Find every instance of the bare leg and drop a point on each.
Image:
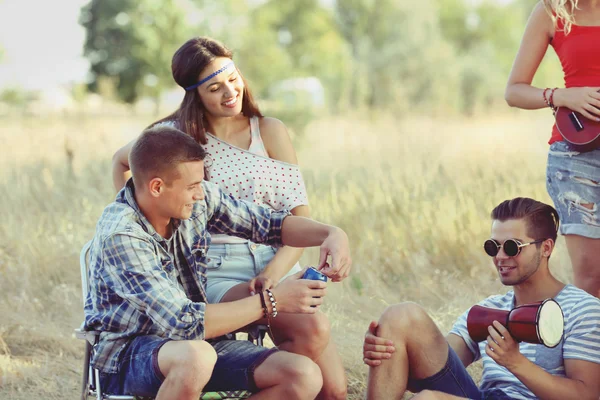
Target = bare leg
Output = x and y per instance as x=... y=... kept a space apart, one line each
x=421 y=351
x=308 y=335
x=287 y=376
x=585 y=257
x=187 y=366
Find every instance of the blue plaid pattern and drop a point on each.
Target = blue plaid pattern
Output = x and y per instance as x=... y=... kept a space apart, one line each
x=144 y=284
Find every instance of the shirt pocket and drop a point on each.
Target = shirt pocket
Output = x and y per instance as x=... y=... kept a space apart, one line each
x=549 y=358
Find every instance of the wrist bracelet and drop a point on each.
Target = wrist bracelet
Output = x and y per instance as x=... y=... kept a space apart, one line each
x=273 y=303
x=551 y=100
x=264 y=304
x=546 y=97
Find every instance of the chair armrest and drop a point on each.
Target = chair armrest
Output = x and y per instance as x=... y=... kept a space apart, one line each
x=90 y=336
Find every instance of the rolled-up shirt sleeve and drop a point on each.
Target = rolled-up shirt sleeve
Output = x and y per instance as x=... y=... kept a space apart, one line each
x=240 y=218
x=133 y=270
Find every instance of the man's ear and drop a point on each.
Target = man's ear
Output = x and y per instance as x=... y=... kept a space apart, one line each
x=547 y=247
x=155 y=187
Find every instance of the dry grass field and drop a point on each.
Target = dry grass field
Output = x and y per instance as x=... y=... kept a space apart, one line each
x=414 y=197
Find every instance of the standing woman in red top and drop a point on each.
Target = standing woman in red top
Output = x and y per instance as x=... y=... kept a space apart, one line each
x=572 y=28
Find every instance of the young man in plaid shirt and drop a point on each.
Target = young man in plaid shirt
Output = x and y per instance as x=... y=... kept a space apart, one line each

==================================================

▸ What you have to do: Return every record exactly, minus the pictures.

▸ Result:
Find every instance of the bare leg and drop a point on each.
Image:
Target = bare leg
Output = x and y per instance as x=... y=... kept a space apart, one line each
x=421 y=351
x=308 y=335
x=287 y=376
x=585 y=257
x=187 y=366
Find every instance of the blue plaid pattern and drop a point on each.
Target = blue plaid pattern
Output = x and y per instance as x=... y=... kept a space apart, one line each
x=144 y=284
Find every instance of the shirt pocket and drop a point on each.
Target = shirt pocket
Output = x and y per instance as x=... y=... kept a space apart, one line each
x=549 y=358
Find every instance of the wrist bracelet and drop a point on each.
Target = wrist bracelet
Output = x and y per instance as x=... y=... kept a space apart, one line each
x=273 y=303
x=551 y=100
x=264 y=304
x=546 y=97
Find every instance of the chair armrest and drop a point on each.
Target = chair armrest
Output = x and y per instance as x=... y=... kept a space apart, one line each
x=90 y=336
Find every instance of the rolled-up shirt sleeve and drop a point on each.
Target = rolled-up shirt sleeve
Output = x and y per instance as x=... y=... kept a space apart, one line each
x=240 y=218
x=133 y=270
Find every instance of the man's ear and drop a point on each.
Target = man's ear
Output = x and y per instance as x=... y=... kept a space apart, one line each
x=547 y=247
x=155 y=187
Find every instance of the dry grass field and drop a point on each.
Target = dry grass field
Output = x and y per instance as x=... y=... kept a space apart, one line each
x=414 y=197
Find every instance of the standing woman in red top and drop a point on each.
Target = standing woman in red top
Output = x and y per instance as x=... y=... kept a space apart, one line each
x=572 y=28
Find every instance of the young man in plaid shirt and drop a point on each.
Target = young man in plaid shirt
Output = x and y per instance as x=... y=... kept a space apart, one line each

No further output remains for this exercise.